Input material:
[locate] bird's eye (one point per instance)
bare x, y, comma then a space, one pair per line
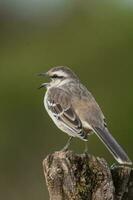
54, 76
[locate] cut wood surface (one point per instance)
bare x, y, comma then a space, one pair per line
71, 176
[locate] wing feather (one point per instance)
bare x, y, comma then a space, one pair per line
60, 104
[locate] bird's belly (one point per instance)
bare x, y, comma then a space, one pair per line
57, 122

...

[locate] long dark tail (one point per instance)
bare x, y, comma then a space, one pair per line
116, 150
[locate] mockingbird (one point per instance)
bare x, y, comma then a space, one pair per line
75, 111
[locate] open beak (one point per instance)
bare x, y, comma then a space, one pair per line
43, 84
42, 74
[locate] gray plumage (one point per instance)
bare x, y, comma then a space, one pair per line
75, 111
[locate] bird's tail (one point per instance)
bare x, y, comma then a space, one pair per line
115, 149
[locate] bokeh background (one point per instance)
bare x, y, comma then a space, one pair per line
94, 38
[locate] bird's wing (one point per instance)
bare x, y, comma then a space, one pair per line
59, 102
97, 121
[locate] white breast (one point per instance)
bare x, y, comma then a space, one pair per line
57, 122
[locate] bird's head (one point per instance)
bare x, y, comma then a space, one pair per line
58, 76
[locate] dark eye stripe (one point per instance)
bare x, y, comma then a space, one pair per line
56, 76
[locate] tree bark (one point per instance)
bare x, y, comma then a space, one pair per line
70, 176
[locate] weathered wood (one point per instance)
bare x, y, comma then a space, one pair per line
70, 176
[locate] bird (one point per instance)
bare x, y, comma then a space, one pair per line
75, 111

...

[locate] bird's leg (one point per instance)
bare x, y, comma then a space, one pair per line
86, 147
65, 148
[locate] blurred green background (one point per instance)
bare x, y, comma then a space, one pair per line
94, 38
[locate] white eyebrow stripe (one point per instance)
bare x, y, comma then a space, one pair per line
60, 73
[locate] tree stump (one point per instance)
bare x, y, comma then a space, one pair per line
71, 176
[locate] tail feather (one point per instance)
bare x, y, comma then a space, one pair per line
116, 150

To do: Pull out each line of the data above that contains the word "wing", and list those lines in their original order.

Written reply:
[locate] wing feather (one point per instance)
[locate] bird's wing (one point per instance)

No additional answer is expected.